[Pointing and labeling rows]
•••••

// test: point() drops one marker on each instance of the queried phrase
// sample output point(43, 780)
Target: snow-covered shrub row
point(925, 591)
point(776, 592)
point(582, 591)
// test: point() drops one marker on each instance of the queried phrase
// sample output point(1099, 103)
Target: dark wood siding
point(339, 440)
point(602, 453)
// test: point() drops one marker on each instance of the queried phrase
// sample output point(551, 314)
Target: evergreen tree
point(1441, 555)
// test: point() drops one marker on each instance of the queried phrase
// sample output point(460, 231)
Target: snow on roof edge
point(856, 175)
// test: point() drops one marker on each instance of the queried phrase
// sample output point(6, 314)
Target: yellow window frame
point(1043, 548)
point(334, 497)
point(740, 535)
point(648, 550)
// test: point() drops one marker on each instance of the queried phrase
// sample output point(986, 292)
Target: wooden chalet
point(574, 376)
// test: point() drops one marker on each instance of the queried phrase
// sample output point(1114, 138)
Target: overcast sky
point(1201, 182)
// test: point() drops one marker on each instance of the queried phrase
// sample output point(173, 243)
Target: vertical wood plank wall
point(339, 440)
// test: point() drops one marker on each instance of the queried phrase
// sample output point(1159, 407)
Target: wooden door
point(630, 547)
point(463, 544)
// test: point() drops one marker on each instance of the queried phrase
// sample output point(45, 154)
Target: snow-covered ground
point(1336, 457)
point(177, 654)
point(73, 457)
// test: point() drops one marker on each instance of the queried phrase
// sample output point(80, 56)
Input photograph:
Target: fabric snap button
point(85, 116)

•••••

◆ **YOUR OBJECTIVE**
Rewrite every line from the first line of the rows through the line containing "point(602, 453)" as a Markdown table with the columns n and Line. Give each line its number in n, include both end lines, and leave out blank lines.

◆ **THE SOLUTION**
| n | Line |
|---|---|
| 1 | // test: point() drops one marker on each instance of the queried phrase |
| 2 | // sample output point(43, 780) |
| 3 | Target: snow-covered shrub row |
| 4 | point(925, 591) |
| 5 | point(776, 592) |
| 6 | point(582, 591) |
| 7 | // test: point() drops one marker on each instance of the queried phrase |
| 8 | // sample output point(1099, 103) |
| 9 | Target: dark wood siding |
| 10 | point(339, 440) |
| 11 | point(602, 453) |